DATA SUPPLIED:
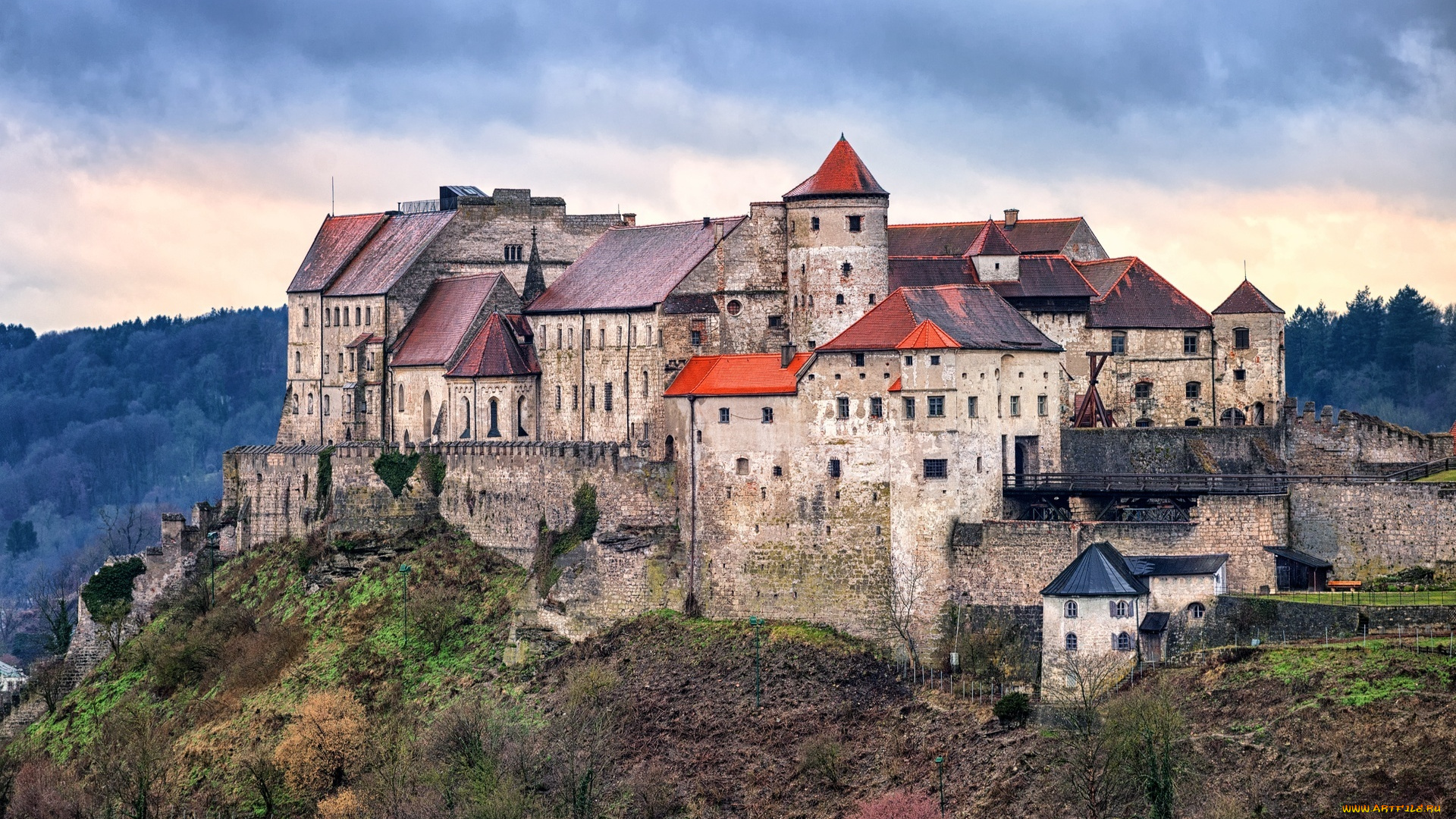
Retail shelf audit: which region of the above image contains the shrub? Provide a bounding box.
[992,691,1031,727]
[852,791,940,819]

--

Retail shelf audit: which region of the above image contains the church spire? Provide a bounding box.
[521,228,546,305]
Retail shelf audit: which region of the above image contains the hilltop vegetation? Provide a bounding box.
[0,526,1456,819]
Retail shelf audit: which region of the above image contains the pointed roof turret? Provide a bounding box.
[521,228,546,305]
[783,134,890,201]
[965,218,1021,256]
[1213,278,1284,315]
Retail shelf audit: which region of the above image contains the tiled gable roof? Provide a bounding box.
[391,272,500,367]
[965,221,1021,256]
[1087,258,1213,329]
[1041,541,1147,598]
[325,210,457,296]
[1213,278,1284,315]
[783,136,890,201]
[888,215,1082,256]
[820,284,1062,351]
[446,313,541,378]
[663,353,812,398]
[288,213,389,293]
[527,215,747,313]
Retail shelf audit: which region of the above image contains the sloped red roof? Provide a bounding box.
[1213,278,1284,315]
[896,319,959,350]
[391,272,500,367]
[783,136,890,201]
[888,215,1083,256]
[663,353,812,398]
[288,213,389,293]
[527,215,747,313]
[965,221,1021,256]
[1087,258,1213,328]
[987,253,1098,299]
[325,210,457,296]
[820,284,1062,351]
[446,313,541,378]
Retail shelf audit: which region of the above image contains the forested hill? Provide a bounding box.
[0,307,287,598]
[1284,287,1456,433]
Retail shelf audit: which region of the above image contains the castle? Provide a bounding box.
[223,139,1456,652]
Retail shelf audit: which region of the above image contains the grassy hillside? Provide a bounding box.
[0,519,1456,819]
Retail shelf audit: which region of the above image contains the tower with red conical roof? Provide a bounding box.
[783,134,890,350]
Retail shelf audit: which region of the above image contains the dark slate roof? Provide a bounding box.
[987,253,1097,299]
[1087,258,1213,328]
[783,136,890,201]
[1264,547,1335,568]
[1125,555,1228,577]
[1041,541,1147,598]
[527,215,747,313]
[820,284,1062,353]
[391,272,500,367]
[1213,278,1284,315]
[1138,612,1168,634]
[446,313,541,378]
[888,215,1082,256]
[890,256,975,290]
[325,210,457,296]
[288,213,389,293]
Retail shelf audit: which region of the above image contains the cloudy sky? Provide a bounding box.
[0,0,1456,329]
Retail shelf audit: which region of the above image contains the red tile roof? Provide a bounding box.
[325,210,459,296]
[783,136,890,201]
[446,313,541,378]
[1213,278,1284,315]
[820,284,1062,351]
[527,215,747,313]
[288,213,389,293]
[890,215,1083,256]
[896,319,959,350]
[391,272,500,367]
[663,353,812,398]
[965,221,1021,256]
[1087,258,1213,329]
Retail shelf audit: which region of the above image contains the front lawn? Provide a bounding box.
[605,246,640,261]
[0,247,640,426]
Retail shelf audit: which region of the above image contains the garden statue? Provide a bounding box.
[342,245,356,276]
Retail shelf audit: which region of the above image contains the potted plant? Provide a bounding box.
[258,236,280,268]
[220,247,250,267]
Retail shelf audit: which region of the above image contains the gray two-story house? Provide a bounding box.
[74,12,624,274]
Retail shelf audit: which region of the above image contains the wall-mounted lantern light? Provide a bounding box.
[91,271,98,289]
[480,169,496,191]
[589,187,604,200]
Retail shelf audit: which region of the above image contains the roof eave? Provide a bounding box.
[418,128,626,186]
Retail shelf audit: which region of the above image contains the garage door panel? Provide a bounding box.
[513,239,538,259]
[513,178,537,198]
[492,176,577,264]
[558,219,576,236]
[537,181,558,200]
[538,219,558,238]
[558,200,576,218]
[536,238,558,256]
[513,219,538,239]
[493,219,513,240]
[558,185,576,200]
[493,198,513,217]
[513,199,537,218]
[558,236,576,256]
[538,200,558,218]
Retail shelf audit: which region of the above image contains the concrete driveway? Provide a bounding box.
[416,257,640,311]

EXERCISE:
Can you edit the rows in the stretch from "statue? Provide a bounding box." through "[220,247,250,267]" so that "potted plant" becomes "hanging planter", with everything else left unchanged?

THE OUTPUT:
Retail shelf audit: which region of the above image contains the garden statue? Provide a bounding box.
[342,245,356,276]
Retail shelf audit: which region of the above image contains the hanging planter? Provide a bounding box.
[258,236,280,268]
[220,247,250,267]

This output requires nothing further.